## DESCRIPTION OF THE TASK
Give the records back in full, exactly as they read.

----

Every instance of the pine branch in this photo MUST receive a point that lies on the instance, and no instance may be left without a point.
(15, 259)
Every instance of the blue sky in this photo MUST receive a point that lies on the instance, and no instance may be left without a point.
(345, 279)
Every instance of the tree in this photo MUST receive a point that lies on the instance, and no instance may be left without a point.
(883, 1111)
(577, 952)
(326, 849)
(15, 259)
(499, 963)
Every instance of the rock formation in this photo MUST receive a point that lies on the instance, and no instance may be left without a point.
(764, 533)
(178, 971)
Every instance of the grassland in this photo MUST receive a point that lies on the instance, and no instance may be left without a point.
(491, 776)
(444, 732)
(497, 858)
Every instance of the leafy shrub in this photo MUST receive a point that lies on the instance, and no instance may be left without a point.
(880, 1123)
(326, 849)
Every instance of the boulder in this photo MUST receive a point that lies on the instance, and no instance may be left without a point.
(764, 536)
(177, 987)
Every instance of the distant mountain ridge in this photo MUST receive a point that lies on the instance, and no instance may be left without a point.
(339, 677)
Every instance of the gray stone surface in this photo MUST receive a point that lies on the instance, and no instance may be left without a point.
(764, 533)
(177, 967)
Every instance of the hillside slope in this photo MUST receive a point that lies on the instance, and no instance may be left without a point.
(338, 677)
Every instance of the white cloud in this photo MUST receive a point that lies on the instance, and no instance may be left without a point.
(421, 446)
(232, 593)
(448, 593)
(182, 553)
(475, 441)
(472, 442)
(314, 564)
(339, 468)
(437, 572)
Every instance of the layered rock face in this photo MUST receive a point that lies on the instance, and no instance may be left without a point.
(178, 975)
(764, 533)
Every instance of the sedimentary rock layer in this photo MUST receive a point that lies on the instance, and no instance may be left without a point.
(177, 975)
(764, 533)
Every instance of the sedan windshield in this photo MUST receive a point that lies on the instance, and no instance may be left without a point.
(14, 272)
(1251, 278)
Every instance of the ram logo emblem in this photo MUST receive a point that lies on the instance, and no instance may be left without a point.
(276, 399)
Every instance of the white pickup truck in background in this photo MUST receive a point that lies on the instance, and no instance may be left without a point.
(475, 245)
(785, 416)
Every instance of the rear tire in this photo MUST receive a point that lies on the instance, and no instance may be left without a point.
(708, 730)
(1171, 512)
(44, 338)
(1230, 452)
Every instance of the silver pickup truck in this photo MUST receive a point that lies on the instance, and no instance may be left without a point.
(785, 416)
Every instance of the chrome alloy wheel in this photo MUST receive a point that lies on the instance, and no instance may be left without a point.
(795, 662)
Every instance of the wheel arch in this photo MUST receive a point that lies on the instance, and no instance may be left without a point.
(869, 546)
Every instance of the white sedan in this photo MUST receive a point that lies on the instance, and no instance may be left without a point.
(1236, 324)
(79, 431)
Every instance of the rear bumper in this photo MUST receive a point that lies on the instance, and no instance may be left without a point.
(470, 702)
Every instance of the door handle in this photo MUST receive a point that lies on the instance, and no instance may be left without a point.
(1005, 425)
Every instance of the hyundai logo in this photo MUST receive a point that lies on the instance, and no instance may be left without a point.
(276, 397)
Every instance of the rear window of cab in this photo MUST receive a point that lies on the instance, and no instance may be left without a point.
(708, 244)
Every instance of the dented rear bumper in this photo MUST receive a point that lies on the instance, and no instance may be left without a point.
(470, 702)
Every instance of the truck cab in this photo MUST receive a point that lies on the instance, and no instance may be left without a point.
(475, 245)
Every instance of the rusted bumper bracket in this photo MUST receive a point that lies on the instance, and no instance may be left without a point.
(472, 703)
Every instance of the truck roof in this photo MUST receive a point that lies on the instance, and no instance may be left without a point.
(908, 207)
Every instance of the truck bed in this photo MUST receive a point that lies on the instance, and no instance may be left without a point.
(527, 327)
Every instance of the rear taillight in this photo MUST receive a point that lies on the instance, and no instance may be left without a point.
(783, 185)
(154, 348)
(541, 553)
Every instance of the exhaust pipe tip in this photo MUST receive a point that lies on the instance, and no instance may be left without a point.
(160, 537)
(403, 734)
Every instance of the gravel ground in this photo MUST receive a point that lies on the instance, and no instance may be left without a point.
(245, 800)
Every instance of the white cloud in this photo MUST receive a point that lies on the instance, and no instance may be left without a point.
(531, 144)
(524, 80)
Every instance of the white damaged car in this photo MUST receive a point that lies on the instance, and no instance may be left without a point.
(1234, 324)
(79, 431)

----

## EXERCISE RESULT
Every instance of the pine branch in this photo MUST receive a point that lies on the instance, and no instance may be left without a point.
(15, 259)
Every instance of the blue sky in this photo MUST receive a point that lies on the instance, and no instance may be left without a point.
(345, 279)
Every instance of the tree in this photo MUST receive a point that lies on the instance, and no instance may be left without a point.
(883, 1111)
(577, 952)
(326, 849)
(15, 259)
(499, 963)
Every instance of the rock formation in this photo MUST receive a point that lies on the instance, and no instance may be left without a point.
(764, 533)
(178, 971)
Every instance of the grassland in this photo MUST receive a point that lies on the instance, and no instance may be left without a point.
(491, 776)
(444, 732)
(497, 858)
Every instance of the leafy shrub in this photo MUST receive a point that lies on the instance, and no instance may be left without a point.
(880, 1123)
(326, 849)
Every instance of the boulder in this photo MUST receive a point that lies on the instance, and no instance may be left without a point.
(764, 536)
(177, 987)
Every instance of the distant mountain ridge in this photo MUST receive a point that lies on the instance, and no instance may be left without a point.
(339, 677)
Every instance of the gray stone surface in this photo MUST receive a point that lies on the instance, and no instance may be left without a point.
(764, 533)
(177, 967)
Every instance of the hillside slope in this photo MUST receive a point that lies on the instance, and no instance may be left without a point.
(338, 677)
Every instance of the white cloud in this photo MUST receive a point that lies on the instance, and no instance may be left without a point.
(421, 446)
(232, 593)
(448, 593)
(182, 553)
(475, 441)
(472, 442)
(314, 564)
(339, 468)
(437, 572)
Every instance of the layered rock face in this photo MUST receive a point that lies on the instance, and no instance may be left without a point.
(178, 975)
(764, 533)
Every instance of the sedimentary rock layer in this photo MUST receive a point that lies on the instance, and no instance may be left without a point.
(177, 975)
(764, 533)
Every instance of the sedan windshield in this photo MUST receive a point that lies on the instance, and no instance may be left without a point.
(14, 272)
(1251, 278)
Every instance of the ram logo emblem in this photo MUST receive a point that lies on the instance, and no instance may be left without a point.
(276, 399)
Every instance of the white pickup truck in background in this photo MUST receive a point that lies on the instance, and no instance may be left without a point.
(475, 245)
(785, 416)
Every instance of the rear tire in this photo MUST receive a point that lies on the instance, and no instance may be left without a point.
(708, 730)
(1171, 512)
(44, 338)
(1230, 452)
Every instance of the silver pickup truck in this photo MUST receive a point that lies on the instance, and no instance may be left without a point.
(785, 416)
Every instance of the chrome alloy wheel in this photo MUST receive a point that lies on the instance, and no instance may be left without a point.
(795, 662)
Every instance of the wheel arch in this photo MUST receive a point that lies on the instance, and no instance may be left without a point.
(869, 546)
Every instance of the white sedan in this photo MUST receive a point that lies on the instance, and no instance may be left without a point.
(1236, 324)
(79, 431)
Every instance of the rear bumper in this photo MUST receive a point that lies on the instance, and no instance may be left without a point.
(470, 702)
Every instance of the door handle in this photo MUST receive a point that lies on the instance, and no instance may be left without a point.
(1005, 425)
Every instance of the hyundai logo in this photo MUST receive a point that lies on the instance, and no instance may be left without a point.
(276, 397)
Every instance of the rear window of cab in this photo MUST receive a point that lies on the instance, and no instance may be left without a point.
(708, 244)
Every instance of the dented rear bumper in this photo MUST receive a point that lies on the instance, and no instance may be left without a point.
(470, 702)
Every instance of the truck cab in this photo MUST receive a point that lies on the instance, and no instance may be left without a point.
(475, 245)
Every instance of the rusted bumper bracket in this photo MUST receive a point that lies on the instance, and no instance may be left without a point.
(472, 703)
Every instance of the truck roof in this photo MUST receive a point that lies on the instance, and no instance may be left without a point.
(908, 207)
Every instance of the truck bed in this photo MUST receive a point that lies on the instance, and no instance may be left without a point.
(527, 327)
Every instance of the rear taillight in this photo MUST receive a point that lies on the instance, and no instance may be left without a point.
(783, 185)
(154, 348)
(541, 553)
Every instance of the exhaust pipe tip in this photo MUST receive a point that lies on the instance, and no instance may be left without a point.
(160, 537)
(403, 734)
Every instance of the gravel ground in this photo MUST receive a point that lies on the instance, and no instance may be left without a point.
(245, 800)
Every instance of the white cloud in this photo MUST receive a point that lies on the instance, and no instance may be left without a point.
(531, 144)
(524, 80)
Every instance of the white damaged car in this photo MUST receive a point that lies on the instance, and no instance may be left without a point.
(1234, 324)
(79, 431)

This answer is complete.